_Objectif visé_
Pouvez-vous recopier mot pour mot le passage de l'extrait sur l'arrivée à La Spezia, en commençant par « Recherche d’un camping. » et en allant jusqu'à « pas de face…). » ?
==== Extrait à lire
Le 19, on reprend tranquillement l’autoroute. Ponts et tunnels. Et encore et encore. Et au bout on sort à La Spezia.
Recherche d’un camping. Nada, tout est fermé. Le seul ouvert loue des bungalows. Alors, ce sera un camper park (pour camping-car) sur un parking aménagé, à côté de l’autoroute, coincé entre 2 routes et où le bruit délicat des camions fait vibrer l’air ambiant.
Parfait, ou presque. La suite, c’est pour les geek d’aujourd’hui.
– la borne d’entrée délivre une carte ;
– avec la carte, on va à la caisse où il faut renseigner la date d’arrivée, de départ, le pays, le nom, le prénom, le numéro de téléphone, et scanner son passeport, côté pile, et côté face (sachant qu’il n’y a pas de face…).
Après 10 tentatives infructueuses, on arrive à se faire débiter pour 2 nuits.
Puis on va brancher le courant à la borne dédiée à cet effet.
On applique la carte à l’endroit prévu à cet effet :
– message : crédit insuffisant ! Quoi ? On vient de la créditer de 35 € ! Qu’est-ce qu’elle nous veut cette borne à la con ? Au secours, on va la casser cette borne.
========
==== Données affichées
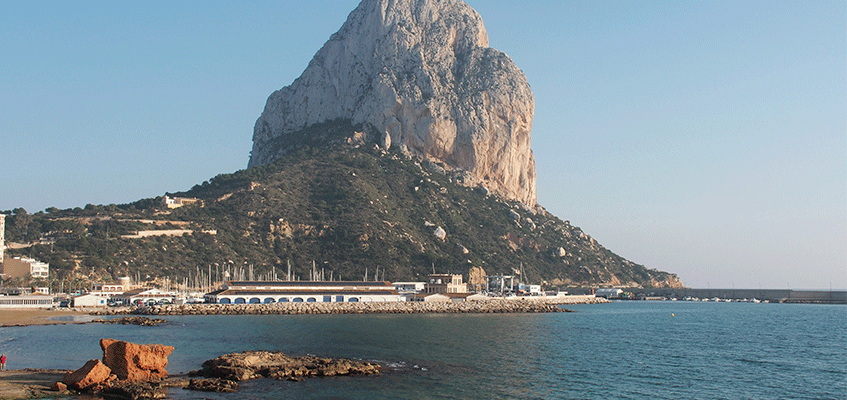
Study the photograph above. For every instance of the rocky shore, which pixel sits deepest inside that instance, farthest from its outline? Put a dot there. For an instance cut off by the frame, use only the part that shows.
(524, 305)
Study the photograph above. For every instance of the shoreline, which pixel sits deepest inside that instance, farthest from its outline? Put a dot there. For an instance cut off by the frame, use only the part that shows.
(29, 383)
(17, 317)
(520, 305)
(21, 317)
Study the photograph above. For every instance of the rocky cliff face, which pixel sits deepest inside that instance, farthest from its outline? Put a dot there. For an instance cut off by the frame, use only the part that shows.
(418, 75)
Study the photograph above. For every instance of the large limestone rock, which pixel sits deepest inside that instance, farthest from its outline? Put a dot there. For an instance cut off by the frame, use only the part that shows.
(136, 362)
(258, 364)
(419, 75)
(91, 374)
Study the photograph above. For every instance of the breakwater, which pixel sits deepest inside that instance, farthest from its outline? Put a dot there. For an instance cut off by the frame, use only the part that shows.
(772, 295)
(520, 305)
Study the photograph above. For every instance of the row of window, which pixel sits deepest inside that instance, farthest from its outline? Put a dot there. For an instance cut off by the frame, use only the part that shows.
(268, 300)
(18, 302)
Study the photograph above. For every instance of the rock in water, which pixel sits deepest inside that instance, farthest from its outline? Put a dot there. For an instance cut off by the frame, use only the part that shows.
(136, 362)
(419, 75)
(92, 373)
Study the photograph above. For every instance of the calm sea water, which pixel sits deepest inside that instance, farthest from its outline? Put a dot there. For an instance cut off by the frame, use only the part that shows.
(631, 350)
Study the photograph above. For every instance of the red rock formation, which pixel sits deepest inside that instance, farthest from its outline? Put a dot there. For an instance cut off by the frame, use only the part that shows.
(136, 362)
(92, 373)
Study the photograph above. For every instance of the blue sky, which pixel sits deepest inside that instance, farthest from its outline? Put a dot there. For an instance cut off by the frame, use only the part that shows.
(705, 138)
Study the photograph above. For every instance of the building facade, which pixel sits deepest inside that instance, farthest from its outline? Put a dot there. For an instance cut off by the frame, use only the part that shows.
(266, 292)
(446, 283)
(20, 267)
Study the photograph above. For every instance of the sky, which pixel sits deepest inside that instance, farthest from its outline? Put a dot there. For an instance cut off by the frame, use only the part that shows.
(703, 138)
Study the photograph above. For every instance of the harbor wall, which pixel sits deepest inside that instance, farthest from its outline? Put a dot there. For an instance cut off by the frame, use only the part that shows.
(773, 295)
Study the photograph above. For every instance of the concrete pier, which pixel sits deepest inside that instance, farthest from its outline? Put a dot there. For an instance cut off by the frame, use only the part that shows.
(771, 295)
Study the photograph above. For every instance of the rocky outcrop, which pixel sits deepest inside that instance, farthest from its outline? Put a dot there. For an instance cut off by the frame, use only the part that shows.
(93, 373)
(264, 364)
(136, 362)
(140, 321)
(417, 75)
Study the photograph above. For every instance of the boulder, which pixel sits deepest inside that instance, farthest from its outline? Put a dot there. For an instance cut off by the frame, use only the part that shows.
========
_Réponse proposée_
Recherche d’un camping. Nada, tout est fermé. Le seul ouvert loue des bungalows. Alors, ce sera un camper park (pour camping-car) sur un parking aménagé, à côté de l’autoroute, coincé entre 2 routes et où le bruit délicat des camions fait vibrer l’air ambiant.
Parfait, ou presque. La suite, c’est pour les geek d’aujourd’hui.
– la borne d’entrée délivre une carte ;
– avec la carte, on va à la caisse où il faut renseigner la date d’arrivée, de départ, le pays, le nom, le prénom, le numéro de téléphone, et scanner son passeport, côté pile, et côté face (sachant qu’il n’y a pas de face…).